Quoted passage –
Before we get into today’s article, I’m proud to announce that I’ve got two brand new online courses now available:
This Advanced Bodyweight Training online course caters to your Personal Training clients who can’t (or won’t) train at a gym, or who need to still maintain their exercise regime whilst on holiday or traveling. In this course, I explain why you don’t need barbells or dumbbells to build muscle and performance, reveal the best way to use resistance bands, and provide a library of sample workouts and circuits for you to adapt for your own training programs.
This MMA Conditioning online course pulls no punches in equipping you to help MMA athletes of any level prepare for their next fight. In this course, I focus on the art of constructing programmes that’ll make your fighters hit harder, be less susceptible to injury, and go into their next fight confident that they’ll outlast their opponent.
Also, I’ll be teaching my One-Day Strength Training for Fat Loss & Conditioning: Practical Program Design course in Boston, MA on May 12th, 2019. Early bird pricing ends on April 1st.
Now that you’re up on the latest news, here’s today’s article, which was originally published in Personal Fitness Professional magazine.
What You Need to Know to Maximize Your Investment in Fitness Continuing Education
“The world of fitness is replete with rules, laws, guidelines and position statements from every personality and organization imaginable. These well-intentioned documents and proclamations can play a role in educating the fitness professional, but the endless variety of contradictions and restrictions generally confuses rather then enlightens.”-Dr. Mel Siff
With all of the conflicting information and various training approaches from which to choose, it can be tough for fitness professionals to decide what educational avenues to invest their time and money.
This article provides you 5 tips that will:
- Prevent you from making common fitness education mistakes that leave you with less money and more frustration.
- Help you to see through the confusion created by conflicting information.
- Ensure you make the most out of your educational investment so you can provide better results for your clients and build and attract a more profitable business.

Part of a data file:

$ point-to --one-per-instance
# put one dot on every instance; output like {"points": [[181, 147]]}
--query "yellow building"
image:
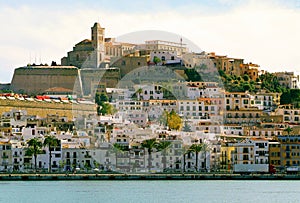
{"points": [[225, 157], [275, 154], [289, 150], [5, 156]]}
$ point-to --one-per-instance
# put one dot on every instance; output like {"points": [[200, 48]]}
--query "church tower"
* * *
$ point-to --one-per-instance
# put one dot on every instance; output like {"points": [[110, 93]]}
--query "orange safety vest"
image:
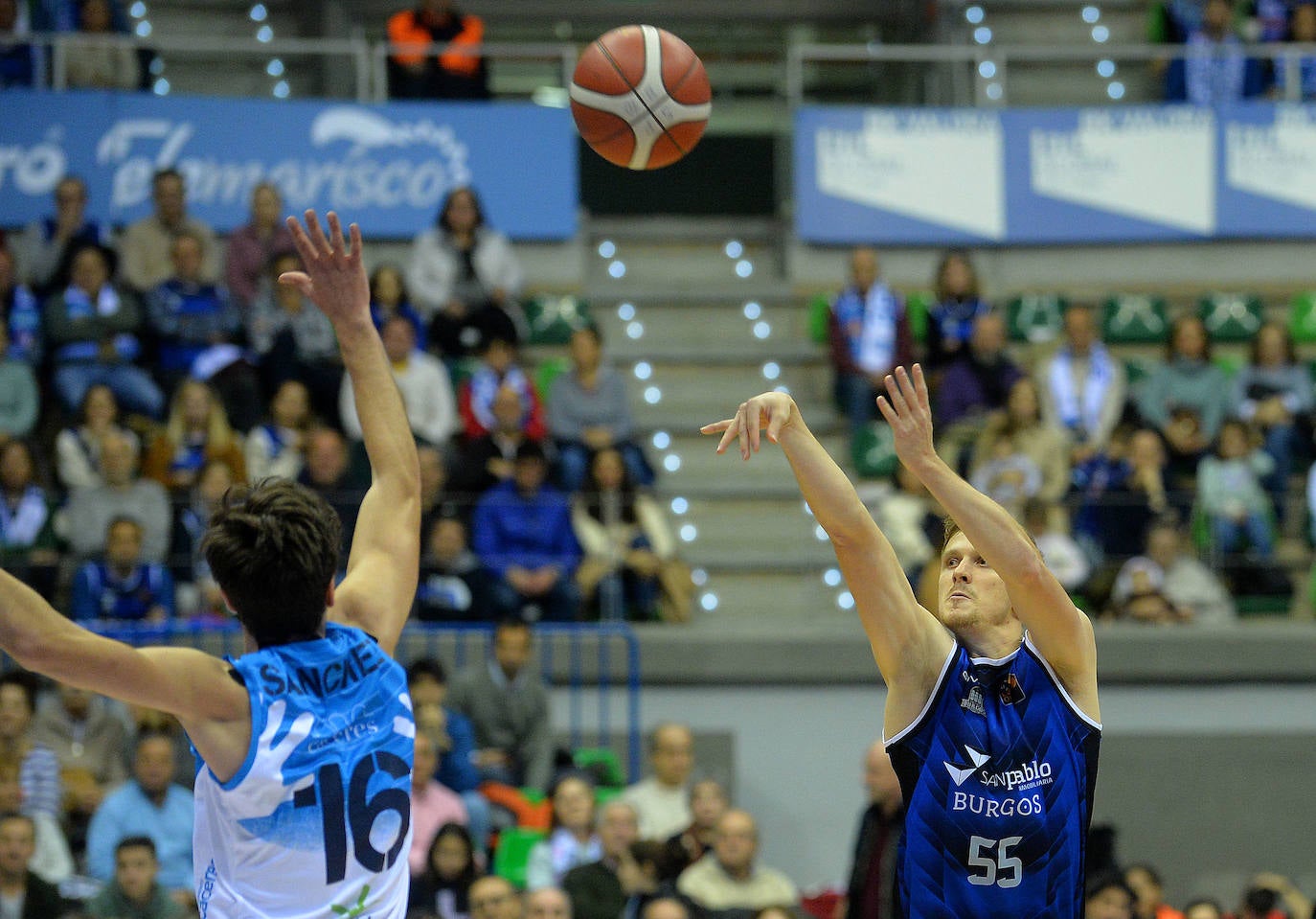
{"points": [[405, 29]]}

Task –
Answer these questions from the fitness article, one per line:
1. In what city will the one-day strength training course be taught?
2. In which magazine was the article first published?
3. How many tips does the article promise?
These lines are separate from the fitness article.

Response to this exercise –
1. Boston, MA
2. Personal Fitness Professional
3. 5